— begin THE DATA —

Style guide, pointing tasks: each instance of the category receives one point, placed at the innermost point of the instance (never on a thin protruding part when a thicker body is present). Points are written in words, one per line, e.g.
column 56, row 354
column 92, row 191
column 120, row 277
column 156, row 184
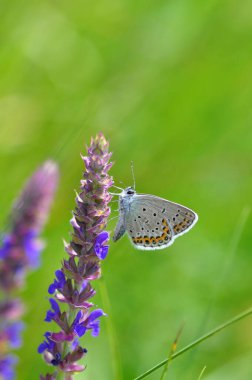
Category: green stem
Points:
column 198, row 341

— end THE DATA —
— begin THE DATA —

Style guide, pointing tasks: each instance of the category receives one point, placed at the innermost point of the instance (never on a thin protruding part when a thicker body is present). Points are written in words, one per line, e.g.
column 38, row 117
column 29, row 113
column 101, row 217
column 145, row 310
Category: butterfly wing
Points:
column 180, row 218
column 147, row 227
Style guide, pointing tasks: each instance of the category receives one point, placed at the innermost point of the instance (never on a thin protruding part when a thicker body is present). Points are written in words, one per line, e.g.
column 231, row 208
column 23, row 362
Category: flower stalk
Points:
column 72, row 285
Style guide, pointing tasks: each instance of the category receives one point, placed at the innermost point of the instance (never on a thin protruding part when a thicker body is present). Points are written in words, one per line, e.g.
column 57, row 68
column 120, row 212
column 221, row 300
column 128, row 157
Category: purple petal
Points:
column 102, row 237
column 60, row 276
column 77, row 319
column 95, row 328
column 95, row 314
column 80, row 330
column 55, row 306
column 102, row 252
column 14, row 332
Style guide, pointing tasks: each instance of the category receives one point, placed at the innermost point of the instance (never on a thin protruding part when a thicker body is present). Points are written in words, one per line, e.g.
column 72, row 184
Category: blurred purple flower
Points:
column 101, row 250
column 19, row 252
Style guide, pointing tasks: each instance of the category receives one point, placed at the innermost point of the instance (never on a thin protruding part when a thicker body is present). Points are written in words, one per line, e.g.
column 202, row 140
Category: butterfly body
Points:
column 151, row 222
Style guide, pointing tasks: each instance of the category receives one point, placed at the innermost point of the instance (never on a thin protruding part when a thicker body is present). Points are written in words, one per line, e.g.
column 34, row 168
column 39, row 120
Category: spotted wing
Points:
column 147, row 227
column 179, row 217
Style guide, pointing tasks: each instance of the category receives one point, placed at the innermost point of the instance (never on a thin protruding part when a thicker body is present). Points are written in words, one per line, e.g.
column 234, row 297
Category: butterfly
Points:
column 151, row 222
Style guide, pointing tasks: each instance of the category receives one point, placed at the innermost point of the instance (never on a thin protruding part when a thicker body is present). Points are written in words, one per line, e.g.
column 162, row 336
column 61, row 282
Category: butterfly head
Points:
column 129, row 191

— end THE DATA —

EXERCISE GOAL
List each line in the items above that contains the word "butterfly", treating uppercase and lowercase letters as distinct.

SOLVED EXERCISE
Category: butterfly wing
Category: butterfly body
Category: butterfly
Category: butterfly head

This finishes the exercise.